• _PROBLEM REQUIREMENTS_:
Format every line of the rows below as a JSON list of strings, one string per line, and leave out blank lines.

• _SUPPLIED MATERIAL_:
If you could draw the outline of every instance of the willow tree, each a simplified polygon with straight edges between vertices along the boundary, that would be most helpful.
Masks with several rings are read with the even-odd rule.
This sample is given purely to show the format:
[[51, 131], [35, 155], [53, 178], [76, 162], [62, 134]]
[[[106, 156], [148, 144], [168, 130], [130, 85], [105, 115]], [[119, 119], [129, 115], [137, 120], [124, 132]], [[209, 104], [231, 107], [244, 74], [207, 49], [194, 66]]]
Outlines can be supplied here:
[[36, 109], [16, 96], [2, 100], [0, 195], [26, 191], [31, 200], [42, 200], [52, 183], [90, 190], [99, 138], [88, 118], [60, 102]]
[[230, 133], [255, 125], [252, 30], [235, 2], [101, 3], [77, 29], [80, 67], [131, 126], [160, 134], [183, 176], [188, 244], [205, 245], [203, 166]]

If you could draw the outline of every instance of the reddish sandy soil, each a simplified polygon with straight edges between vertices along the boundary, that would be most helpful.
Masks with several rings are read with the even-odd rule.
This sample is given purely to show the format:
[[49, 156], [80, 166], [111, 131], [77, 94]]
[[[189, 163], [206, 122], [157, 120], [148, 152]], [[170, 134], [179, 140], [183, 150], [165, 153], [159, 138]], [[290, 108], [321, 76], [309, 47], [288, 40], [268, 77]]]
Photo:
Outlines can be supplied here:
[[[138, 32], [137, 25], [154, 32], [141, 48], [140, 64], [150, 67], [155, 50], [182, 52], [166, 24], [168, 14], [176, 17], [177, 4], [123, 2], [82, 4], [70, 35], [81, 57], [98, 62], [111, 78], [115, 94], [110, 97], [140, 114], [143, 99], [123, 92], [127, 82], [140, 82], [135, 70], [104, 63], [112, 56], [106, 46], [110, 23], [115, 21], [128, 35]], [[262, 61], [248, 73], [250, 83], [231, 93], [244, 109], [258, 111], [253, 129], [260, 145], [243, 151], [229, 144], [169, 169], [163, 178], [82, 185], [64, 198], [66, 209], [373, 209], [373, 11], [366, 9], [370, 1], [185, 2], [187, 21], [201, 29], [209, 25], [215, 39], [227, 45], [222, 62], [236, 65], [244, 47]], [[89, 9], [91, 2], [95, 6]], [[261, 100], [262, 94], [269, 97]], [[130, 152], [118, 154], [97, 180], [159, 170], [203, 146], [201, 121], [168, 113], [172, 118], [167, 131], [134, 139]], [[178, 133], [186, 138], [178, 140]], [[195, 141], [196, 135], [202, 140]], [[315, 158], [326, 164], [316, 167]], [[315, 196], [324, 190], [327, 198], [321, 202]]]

• _RESPONSE_:
[
  "If you could draw the outline of every instance of the willow tree, each a simplified polygon with straight edges between vertices along the boundary, that would be most helpful.",
  "Masks with several rings are read with the even-odd rule.",
  "This sample is given purely to show the format:",
  "[[51, 131], [35, 155], [53, 178], [76, 162], [62, 134]]",
  "[[[106, 156], [148, 144], [168, 130], [130, 85], [105, 115]], [[119, 119], [129, 115], [137, 120], [124, 132]], [[209, 104], [231, 107], [244, 74], [207, 49], [194, 66]]]",
  "Outlines can be supplied here:",
  "[[36, 109], [16, 96], [2, 100], [0, 195], [26, 191], [31, 200], [42, 200], [52, 183], [90, 190], [99, 138], [88, 118], [60, 102]]",
  "[[230, 133], [255, 125], [252, 30], [235, 2], [101, 3], [77, 29], [80, 67], [131, 126], [160, 134], [183, 176], [188, 244], [205, 245], [203, 166]]",
  "If you could draw the outline of every instance of the reddish sandy soil, each a simplified polygon with straight edges between vertices along the boundary, that would be most helpful.",
  "Masks with several rings are read with the even-odd rule.",
  "This sample is given purely to show the format:",
  "[[49, 156], [80, 166], [111, 131], [77, 94]]",
  "[[[189, 163], [206, 122], [157, 120], [148, 152]], [[170, 134], [179, 140], [183, 150], [165, 153], [159, 138]], [[290, 108], [321, 76], [309, 47], [288, 40], [268, 77]]]",
  "Photo:",
  "Outlines can be supplied here:",
  "[[[138, 32], [137, 25], [154, 32], [141, 48], [140, 64], [150, 67], [155, 50], [182, 52], [166, 24], [168, 14], [176, 17], [177, 4], [123, 2], [82, 4], [70, 35], [81, 57], [98, 62], [111, 78], [115, 94], [110, 97], [140, 114], [143, 99], [123, 92], [127, 82], [140, 82], [135, 70], [104, 63], [112, 56], [106, 46], [110, 23], [115, 21], [128, 35]], [[262, 61], [248, 73], [250, 83], [231, 93], [244, 109], [258, 111], [253, 129], [260, 145], [243, 151], [229, 144], [169, 169], [163, 178], [82, 185], [64, 198], [66, 209], [373, 209], [373, 11], [366, 9], [370, 1], [185, 2], [187, 21], [201, 29], [209, 25], [215, 39], [227, 45], [222, 62], [236, 65], [244, 47]], [[89, 9], [91, 2], [95, 6]], [[261, 100], [262, 94], [269, 97]], [[130, 152], [118, 154], [97, 180], [159, 170], [203, 146], [201, 121], [168, 113], [172, 118], [167, 131], [134, 139]], [[178, 133], [186, 138], [178, 140]], [[195, 141], [196, 135], [202, 140]], [[315, 158], [326, 164], [316, 167]], [[315, 196], [324, 190], [327, 198], [321, 202]]]"
]